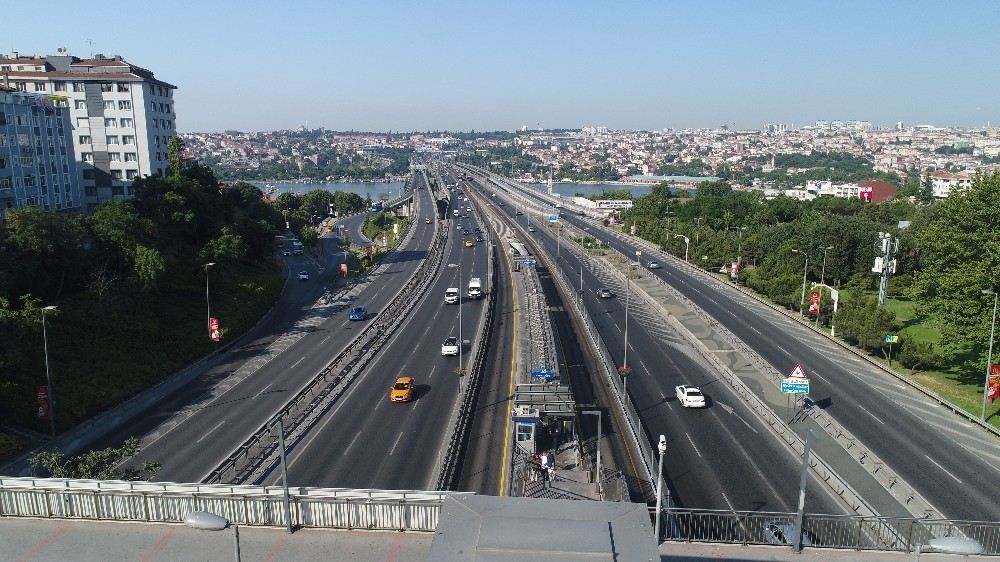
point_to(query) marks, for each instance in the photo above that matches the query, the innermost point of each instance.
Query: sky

--

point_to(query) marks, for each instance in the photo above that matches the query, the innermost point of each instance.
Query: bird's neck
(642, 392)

* * *

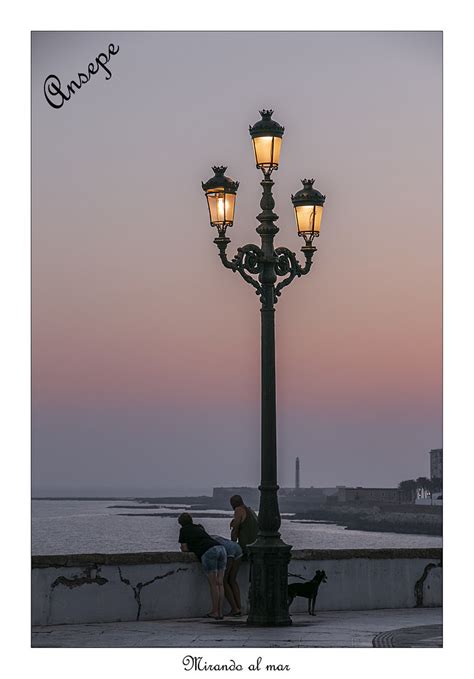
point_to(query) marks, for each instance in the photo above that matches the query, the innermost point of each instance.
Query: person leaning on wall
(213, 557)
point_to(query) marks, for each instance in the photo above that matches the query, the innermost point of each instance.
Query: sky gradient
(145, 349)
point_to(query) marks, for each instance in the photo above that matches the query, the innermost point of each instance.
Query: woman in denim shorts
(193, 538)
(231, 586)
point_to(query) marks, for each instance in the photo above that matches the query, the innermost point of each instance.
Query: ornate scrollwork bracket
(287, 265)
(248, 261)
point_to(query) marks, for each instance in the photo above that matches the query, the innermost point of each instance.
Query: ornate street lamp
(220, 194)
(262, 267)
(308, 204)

Task prompt:
Locate every line in the listing above that contains the word "ornate" and copy each one out in full. Case matters.

Finished answer:
Query: ornate scrollwork bracket
Query: ornate street lamp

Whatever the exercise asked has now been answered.